Set problem 1
From the message about signing key revocation below, list each of the options given as the best ones at the moment.

On Wed, Dec 13, 2023 at 10:18:40PM +0000, Dimitri John Ledkov wrote:
> At the moment the best options are:
> 
> - rotate online signing key
> - build new shim with old signing key in vendorx (revoked ESL)
> - build new kernels with old signing key built-in revoked keyring
> 
> This is to ensure that old shim & old kernel can boot or kexec new kernels.
> To ensure new shim cannot boot old kernels.
> To ensure that new kernels cannot kexec old kernels.
> 
> This is revocation strategy used by Canonical Kernel Team for Ubuntu
> Kernels.
> 
> There is no sbat for kernels yet (and/or nobody has yet started to use sbat
> for kernels).

Reading this summary also made me realize that if we do SBAT for kernels
and want to rely it, we also need to make kernels *check* SBAT so that
it is respected at kexec.

Set problem 2
Gather every line of the records that contains the string "arched".

(Location identification items)

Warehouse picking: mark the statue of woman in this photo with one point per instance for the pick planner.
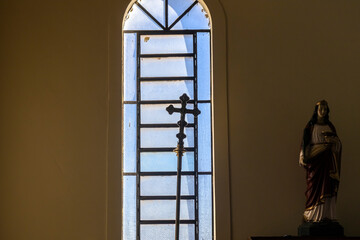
(320, 155)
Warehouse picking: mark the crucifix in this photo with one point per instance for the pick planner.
(179, 150)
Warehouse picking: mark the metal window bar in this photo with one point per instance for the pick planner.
(196, 138)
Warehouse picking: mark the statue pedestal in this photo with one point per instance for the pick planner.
(318, 229)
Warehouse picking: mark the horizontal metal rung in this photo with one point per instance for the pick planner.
(166, 55)
(165, 78)
(166, 197)
(166, 221)
(163, 149)
(164, 125)
(165, 102)
(166, 173)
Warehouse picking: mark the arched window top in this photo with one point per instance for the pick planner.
(167, 15)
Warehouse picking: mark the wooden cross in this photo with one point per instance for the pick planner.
(180, 150)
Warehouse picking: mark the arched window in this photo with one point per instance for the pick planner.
(167, 52)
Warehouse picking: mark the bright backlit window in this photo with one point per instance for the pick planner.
(167, 52)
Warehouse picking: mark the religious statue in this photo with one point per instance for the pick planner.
(320, 155)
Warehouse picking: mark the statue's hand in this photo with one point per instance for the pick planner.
(331, 139)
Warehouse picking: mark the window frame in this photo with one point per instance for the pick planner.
(221, 184)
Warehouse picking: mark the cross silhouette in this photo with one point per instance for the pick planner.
(180, 150)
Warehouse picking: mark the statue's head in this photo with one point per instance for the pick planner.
(321, 111)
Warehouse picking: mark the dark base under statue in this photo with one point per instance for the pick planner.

Right answer 1
- rotate online signing key
- build new shim with old signing key in vendorx (revoked ESL)
- build new kernels with old signing key built-in revoked keyring

Right answer 2
Warehouse picking: mark the arched window top in this photo with one point per instance for the pick planner.
Warehouse picking: mark the arched window in this photo with one point per instance for the pick planner.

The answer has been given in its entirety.